▸ Direction 1: In the listing, give the lines between the one holding "task: segment the bed leg" and the one holding "[[[123,53],[102,55],[103,85],[111,84],[124,90],[124,58]]]", inclusive, again with "bookshelf" swapped for "bookcase" and everything else unchanged.

▸ Text section:
[Start]

The Anti-Waxer: Joey Healy Is Spreading The Gospel Of Great Brow Grooming

A decade ago, Joey Healy embarked on a mission to rescue the people of New York City from brow waxing. “In 2008, that was the only eyebrow maintenance that anyone was offering,” he says. “Waxing seemed so clearly bad for the skin. I remember thinking that there was a huge opportunity to offer something better and more luxurious.” Armed with a pair of scissors and tweezers, he began making brow-grooming house calls around the Upper East Side. “Eventually, I knew every doorman,” says Healy. Soon after, he started folding up the Murphy bed in his studio apartment and seeing clients there. Healy recalls, “I would do their brows and, then, send them to Saks or Sephora with a little list of products that I used on them.”

It didn’t take long for Healy to recognize it made more sense for him to create products than to recommend merchandise from other companies. Now, his namesake brand has a range of 24 arch items, and he operates the 1,000-square-foot Joey Healy Eyebrow Studio in Greenwich Village (there’s no Murphy bed in sight). “I still have clients today who used to come to my apartment,” he says. Beauty Independent spoke with Healy about the astute steps he took to build his business, the day he got hit with an $80,000 tax bill, the misery of firing people and plans to expand studios beyond Manhattan.

What were you doing before you launched your brand?

I started my business at 23, so I’ve really had it my entire adult life. I’m from Connecticut. I went to Villanova, and I studied marketing, which gave me a good jumping off point for starting a business. But I always wanted to be in the creative fields. When I moved to New York City, I got a job working in Midtown at a costume design factory and made $7.20 an hour. That was $220 a week, and I was really just scraping by. I shared a studio apartment with a 63-year-old woman on the Upper East Side.

Pretty quickly, I realized that costume design wasn’t going to work out because I was terrible at it. While I was doing it, though, I was also hustling and trying to figure out ways to make a little bit of extra money. I worked at this place called the Creative Costume Company. A big part of their business was high-end costume rentals that would be custom-fitted to you. I started asking those clients if they needed someone to help do their makeup, too. I was enthusiastic, but not particularly talented, and certainly not trained, but it developed very quickly into a passion for me. I left my job at the costume company and started working in retail at Bloomingdale’s for Bobbi Brown. That led to gigs at cosmetics counters in Barneys and Bergdorf Goodman and, then, I also started doing makeup for the New York City Ballet.

[End]

(Extracted data entries)
[Start]

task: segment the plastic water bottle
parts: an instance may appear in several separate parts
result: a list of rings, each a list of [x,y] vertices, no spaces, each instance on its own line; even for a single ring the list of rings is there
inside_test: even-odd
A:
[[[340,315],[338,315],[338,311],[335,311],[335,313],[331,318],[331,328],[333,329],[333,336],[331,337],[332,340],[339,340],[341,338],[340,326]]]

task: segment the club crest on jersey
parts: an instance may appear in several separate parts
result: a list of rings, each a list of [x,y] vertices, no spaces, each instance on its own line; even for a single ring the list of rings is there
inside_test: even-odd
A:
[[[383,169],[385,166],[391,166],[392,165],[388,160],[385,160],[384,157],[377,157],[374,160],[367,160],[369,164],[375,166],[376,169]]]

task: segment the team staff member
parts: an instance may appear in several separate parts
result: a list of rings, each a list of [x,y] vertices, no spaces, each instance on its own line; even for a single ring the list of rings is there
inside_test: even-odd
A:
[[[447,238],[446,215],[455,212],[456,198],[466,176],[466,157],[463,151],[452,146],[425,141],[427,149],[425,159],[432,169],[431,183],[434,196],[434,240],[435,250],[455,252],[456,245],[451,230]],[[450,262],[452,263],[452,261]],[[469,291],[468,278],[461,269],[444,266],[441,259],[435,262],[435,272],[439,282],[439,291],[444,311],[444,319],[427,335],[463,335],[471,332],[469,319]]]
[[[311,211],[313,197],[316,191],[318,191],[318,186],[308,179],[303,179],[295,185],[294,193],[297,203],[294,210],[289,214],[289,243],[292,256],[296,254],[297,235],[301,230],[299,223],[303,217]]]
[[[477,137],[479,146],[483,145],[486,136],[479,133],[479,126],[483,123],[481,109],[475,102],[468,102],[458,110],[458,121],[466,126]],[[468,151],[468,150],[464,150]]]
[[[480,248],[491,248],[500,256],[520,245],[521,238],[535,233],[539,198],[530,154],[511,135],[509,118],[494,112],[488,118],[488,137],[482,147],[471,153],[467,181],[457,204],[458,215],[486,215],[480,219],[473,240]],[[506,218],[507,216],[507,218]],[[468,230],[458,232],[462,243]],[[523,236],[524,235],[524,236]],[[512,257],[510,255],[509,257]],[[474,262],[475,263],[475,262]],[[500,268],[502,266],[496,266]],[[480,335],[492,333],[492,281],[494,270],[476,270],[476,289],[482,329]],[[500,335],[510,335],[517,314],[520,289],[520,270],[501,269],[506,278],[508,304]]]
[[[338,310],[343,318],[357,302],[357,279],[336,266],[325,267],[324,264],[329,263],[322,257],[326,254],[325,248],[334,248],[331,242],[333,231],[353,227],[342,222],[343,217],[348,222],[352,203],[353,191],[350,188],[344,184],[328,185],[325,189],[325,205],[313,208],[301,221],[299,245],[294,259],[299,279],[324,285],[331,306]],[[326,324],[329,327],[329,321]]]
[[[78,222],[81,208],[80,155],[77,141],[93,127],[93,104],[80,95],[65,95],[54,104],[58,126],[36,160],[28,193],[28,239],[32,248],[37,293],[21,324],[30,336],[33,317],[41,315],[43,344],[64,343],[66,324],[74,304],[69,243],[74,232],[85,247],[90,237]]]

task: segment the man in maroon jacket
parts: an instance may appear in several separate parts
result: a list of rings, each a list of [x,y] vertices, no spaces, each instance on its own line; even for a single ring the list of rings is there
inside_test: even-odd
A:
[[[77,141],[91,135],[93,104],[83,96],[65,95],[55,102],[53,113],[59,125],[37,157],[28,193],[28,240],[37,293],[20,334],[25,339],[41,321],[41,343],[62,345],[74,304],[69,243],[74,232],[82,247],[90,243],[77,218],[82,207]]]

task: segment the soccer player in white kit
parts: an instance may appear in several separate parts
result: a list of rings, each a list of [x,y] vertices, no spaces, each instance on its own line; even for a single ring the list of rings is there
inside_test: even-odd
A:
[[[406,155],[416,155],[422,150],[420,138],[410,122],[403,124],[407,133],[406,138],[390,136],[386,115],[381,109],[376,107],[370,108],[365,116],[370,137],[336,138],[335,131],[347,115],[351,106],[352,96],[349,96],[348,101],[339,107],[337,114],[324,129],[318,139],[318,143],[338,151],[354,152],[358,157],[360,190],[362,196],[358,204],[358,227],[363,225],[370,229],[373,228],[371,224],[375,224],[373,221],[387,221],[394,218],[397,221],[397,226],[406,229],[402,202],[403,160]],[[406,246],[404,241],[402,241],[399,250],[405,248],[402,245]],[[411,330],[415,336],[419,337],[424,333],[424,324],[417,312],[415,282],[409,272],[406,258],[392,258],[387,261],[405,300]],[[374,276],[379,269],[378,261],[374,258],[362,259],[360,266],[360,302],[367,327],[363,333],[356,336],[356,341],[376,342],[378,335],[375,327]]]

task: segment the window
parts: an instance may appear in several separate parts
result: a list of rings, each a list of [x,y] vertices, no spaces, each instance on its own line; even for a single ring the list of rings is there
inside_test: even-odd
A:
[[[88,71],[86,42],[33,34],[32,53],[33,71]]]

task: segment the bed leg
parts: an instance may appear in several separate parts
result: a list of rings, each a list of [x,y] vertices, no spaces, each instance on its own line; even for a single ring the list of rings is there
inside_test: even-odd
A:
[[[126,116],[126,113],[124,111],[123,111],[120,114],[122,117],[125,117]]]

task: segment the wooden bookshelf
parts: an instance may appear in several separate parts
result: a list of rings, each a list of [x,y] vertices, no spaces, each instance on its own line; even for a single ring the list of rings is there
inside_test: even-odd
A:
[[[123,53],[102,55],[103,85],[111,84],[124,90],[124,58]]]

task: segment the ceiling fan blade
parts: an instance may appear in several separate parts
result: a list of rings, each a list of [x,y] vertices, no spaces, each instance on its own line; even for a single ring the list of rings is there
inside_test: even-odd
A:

[End]

▸ Direction 2: Reproduce the Joey Healy interview between "Pretty quickly, I" and "York City Ballet.", inclusive, with no changes.

▸ Complete output 1:
task: segment the bed leg
parts: an instance may appear in several separate parts
result: a list of rings, each a list of [x,y] vertices, no spaces, each instance on its own line; even for a single ring the list of rings is there
inside_test: even-odd
A:
[[[126,116],[126,113],[124,111],[123,111],[120,114],[122,117],[125,117]]]

task: segment the wooden bookcase
parts: an instance may appear in several separate parts
result: a list of rings, each a list of [x,y] vertices, no spaces, each instance on its own line; even for a single ring the list of rings is there
inside_test: even-odd
A:
[[[123,53],[102,55],[103,85],[111,84],[124,90],[124,58]]]

▸ Complete output 2:
Pretty quickly, I realized that costume design wasn’t going to work out because I was terrible at it. While I was doing it, though, I was also hustling and trying to figure out ways to make a little bit of extra money. I worked at this place called the Creative Costume Company. A big part of their business was high-end costume rentals that would be custom-fitted to you. I started asking those clients if they needed someone to help do their makeup, too. I was enthusiastic, but not particularly talented, and certainly not trained, but it developed very quickly into a passion for me. I left my job at the costume company and started working in retail at Bloomingdale’s for Bobbi Brown. That led to gigs at cosmetics counters in Barneys and Bergdorf Goodman and, then, I also started doing makeup for the New York City Ballet.